Begin

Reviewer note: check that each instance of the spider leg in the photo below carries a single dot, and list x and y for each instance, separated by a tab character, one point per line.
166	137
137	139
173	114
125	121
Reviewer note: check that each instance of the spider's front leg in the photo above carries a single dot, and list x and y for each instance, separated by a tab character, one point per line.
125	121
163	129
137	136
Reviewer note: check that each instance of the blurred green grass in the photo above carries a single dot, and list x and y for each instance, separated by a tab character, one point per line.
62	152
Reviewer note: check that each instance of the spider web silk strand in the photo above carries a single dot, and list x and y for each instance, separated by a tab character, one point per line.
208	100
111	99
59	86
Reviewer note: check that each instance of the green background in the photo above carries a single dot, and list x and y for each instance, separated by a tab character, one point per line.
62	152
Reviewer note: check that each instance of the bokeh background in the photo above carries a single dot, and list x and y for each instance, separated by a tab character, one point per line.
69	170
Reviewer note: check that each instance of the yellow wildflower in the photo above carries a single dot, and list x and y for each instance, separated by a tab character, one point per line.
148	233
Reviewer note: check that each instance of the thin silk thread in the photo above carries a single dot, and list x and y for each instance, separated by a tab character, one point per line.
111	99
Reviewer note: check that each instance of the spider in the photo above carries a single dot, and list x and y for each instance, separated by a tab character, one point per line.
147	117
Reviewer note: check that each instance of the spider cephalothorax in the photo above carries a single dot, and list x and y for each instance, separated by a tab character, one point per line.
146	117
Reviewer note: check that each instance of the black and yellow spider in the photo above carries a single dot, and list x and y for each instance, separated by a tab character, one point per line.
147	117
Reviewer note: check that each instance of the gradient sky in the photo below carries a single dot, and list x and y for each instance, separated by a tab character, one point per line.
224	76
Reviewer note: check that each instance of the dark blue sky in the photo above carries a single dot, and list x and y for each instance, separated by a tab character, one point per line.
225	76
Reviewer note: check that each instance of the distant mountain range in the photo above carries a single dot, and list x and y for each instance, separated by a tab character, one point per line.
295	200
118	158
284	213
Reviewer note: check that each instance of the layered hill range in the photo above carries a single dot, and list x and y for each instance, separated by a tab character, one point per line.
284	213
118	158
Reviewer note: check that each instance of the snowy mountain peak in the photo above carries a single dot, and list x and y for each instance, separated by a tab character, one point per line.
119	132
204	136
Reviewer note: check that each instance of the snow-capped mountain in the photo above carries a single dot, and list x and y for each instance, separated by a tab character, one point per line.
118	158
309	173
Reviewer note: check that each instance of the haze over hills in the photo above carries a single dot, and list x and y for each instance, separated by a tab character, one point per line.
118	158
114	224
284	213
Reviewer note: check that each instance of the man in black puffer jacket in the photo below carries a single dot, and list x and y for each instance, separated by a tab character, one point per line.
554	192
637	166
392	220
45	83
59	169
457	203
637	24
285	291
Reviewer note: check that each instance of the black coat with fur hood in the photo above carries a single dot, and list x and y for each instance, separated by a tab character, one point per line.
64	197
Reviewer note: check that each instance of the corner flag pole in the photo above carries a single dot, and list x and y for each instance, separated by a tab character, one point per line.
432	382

End

> Exercise requirements
Change every "tab character" in the material above to "single space", and give the whole material again with nothing else altered.

> Solution for this task
Reviewer note: check that each instance of the spider leg in the photo below carries a single dot, and list x and y for each instance, separated by a single space, one point per line.
166	137
137	139
173	114
125	121
Reviewer note: check that each instance of the spider's front leg in the photo above carries a single dot, and list x and y for each instance, separated by a single space, one point per line.
125	121
163	129
137	136
Reviewer note: check that each instance of the blurred green grass in the photo above carries a single dot, and list x and y for each instance, separated by a single space, one point per line.
62	152
Reviewer note: check that each instance of the spider web silk strand in the photo above carries a single dot, and list x and y for each instance, separated by a single space, one point per line.
208	100
111	99
59	86
Reviewer note: check that each instance of the green background in the photo above carries a single dot, and list x and y for each instance, separated by a single space, one point per line.
62	152
Reviewer note: check that each instance of the bokeh background in the photo above carries a single dot, and list x and y for each instance, separated by a single space, one point per line.
69	170
Reviewer note: check that each instance of the yellow wildflower in the photo above carries a single dot, and list x and y for each instance, separated by a single space, one point per line.
148	233
Reviewer note: check that each instance of the thin silk thread in the photo above carries a single dot, and list x and y for each instance, separated by a single space, one point per line.
111	99
Reviewer note: check that each instance of the spider in the photo above carries a single dot, and list x and y for each instance, separated by a single space, one point per line.
147	117
Reviewer note: check that each instance of the spider cephalothorax in the photo above carries a single dot, and list x and y for each instance, separated by a single space, one point per line.
146	117
Reviewer note: check that each instance of the black and yellow spider in the photo above carries a single dot, and list x and y for each instance, separated by a single space, one point per line.
147	117
Reviewer note: check that each instance of the gradient sky in the photo below carries a single dot, and list x and y for each instance, separated by a single space, one point per line.
224	76
Reviewer note: check that each instance of the dark blue sky in the photo above carries a single dot, and list x and y for each instance, separated by a single space, one point per line.
225	76
Reviewer note: check that each instance of the distant mountain range in the photo above carries a single dot, and list x and y for each instance, separated by a single space, one point per line.
295	200
118	158
284	213
Reviewer note: check that each instance of the layered hill range in the photo above carries a single dot, and list x and y for each instance, separated by a single space, one point per line.
284	213
118	158
Reviewer note: check that each instance of the snowy mountain peak in the photo above carries a single dot, and list x and y for each instance, separated by a single space, one point per line.
119	132
204	136
Reviewer note: check that each instance of the snow-capped mountain in the photo above carries a single dot, and list x and y for each instance, separated by a single space, one point per line.
118	158
309	173
Reviewer note: check that each instance of the haze over hills in the photo above carries a single dot, and list x and y for each instance, separated by a single space, one point per line.
118	158
114	224
284	213
Reviewer note: check that each instance of the man in black puffer jacket in the photo below carries a single dot, and list x and y for each instance, separated by a single space, one point per line.
554	192
637	166
392	220
45	83
59	169
457	203
637	24
285	291
Reviewer note: check that each instance of the black coat with fur hood in the photo above carries a single dot, and list x and y for each instance, separated by a single space, one point per line.
64	197
Reviewer note: check that each instance of the corner flag pole in the photo above carries a single dot, and list x and y for each instance, separated by a single space, one point per line.
432	382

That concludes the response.